Excerpt –
· · · · ·

Agreed!! We have a big star and always post about the high schools


----------



## Scottyhorse (Feb 11, 2013)

Eastern WA is very nice. And it is "west". Land is cheap if it is not farm land. We got our property (15 fenced acres, huge barn, 4 outbuildings, and 2 houses for $240k.) There are LOTS of homeschoolers here and great colleges. Whitman, WSU, Gonzaga, etc. I'm sure he could find work as an election around here. PLUS, there are some great Boer breeders around here (like Capriole  ) and it would be great to have you around here too!!


----------



## Dani-1995 (Mar 11, 2011)

How are the winters in both areas? We don't want a really harsh winter... snow is ok but remember, were southerners and we don't get but about an inch every couple years. If were lucky its two inches! Lol... just so that I can drive still and not be totally freaked out


----------



## Dani-1995 (Mar 11, 2011)

· · · · ·

Data –
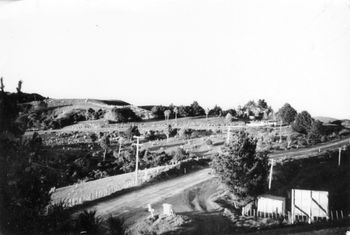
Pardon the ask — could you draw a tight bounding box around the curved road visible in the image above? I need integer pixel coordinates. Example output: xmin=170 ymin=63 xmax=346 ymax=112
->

· · · · ·

Name every college mentioned in the forum thread above.

Finished task –
Whitman, WSU, Gonzaga